What is being asked —
Each line below needs to be repeated precisely as it is.

Source information —
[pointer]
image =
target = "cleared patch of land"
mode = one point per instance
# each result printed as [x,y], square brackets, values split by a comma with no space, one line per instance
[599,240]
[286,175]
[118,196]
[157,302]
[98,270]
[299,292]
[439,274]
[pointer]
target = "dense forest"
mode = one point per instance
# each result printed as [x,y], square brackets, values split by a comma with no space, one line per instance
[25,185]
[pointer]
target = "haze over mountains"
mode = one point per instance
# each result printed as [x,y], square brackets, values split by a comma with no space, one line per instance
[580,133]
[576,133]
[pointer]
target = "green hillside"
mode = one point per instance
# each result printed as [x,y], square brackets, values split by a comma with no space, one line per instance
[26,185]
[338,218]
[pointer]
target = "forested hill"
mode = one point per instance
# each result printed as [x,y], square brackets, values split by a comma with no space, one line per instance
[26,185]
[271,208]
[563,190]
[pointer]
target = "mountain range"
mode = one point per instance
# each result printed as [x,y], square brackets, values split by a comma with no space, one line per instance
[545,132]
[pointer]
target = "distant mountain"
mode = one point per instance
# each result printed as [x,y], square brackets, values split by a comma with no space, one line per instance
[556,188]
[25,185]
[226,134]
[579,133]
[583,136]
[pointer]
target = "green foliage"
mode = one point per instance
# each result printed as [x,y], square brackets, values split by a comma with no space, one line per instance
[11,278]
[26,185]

Finished exercise —
[pointer]
image =
target = "cleared patch of land"
mode = one point per instance
# each result printed as [x,y], square brackets, values split by a comma with no space, one line per instance
[599,240]
[286,175]
[118,196]
[157,302]
[98,270]
[299,292]
[439,274]
[pointer]
target = "dense forest"
mode = one point per instance
# each result printed as [x,y], square brackets, values split by a comma with no space, one line per instance
[25,185]
[pointer]
target = "haze over mountains"
mode = one point per instance
# each result printed as [x,y], square brackets, values split by a comma with no space, one line per instance
[580,133]
[576,133]
[pointer]
target = "green hillside"
mode = one point per instance
# each result printed as [x,y], square brackets, values split by a comma with no space, one line per instance
[26,185]
[338,218]
[pointer]
target = "forested hill"
mode = one point per instance
# each result printed as [x,y], square brackets, values split by a comma with no space, one line per instance
[26,185]
[271,208]
[563,190]
[pointer]
target = "mountain range"
mode = one point per instance
# each result printed as [x,y], square brackets, values split by a comma with no space, one line per instance
[545,132]
[pointer]
target = "distant mountain"
mode = one point per instance
# each result printed as [x,y], square brackets, values split by a comma with no space, one line per instance
[556,188]
[25,185]
[226,134]
[579,133]
[583,136]
[pointer]
target = "green foliage"
mode = one point per instance
# each result printed as [x,y], square brackets, values split by a comma with no space, one line per instance
[11,278]
[26,185]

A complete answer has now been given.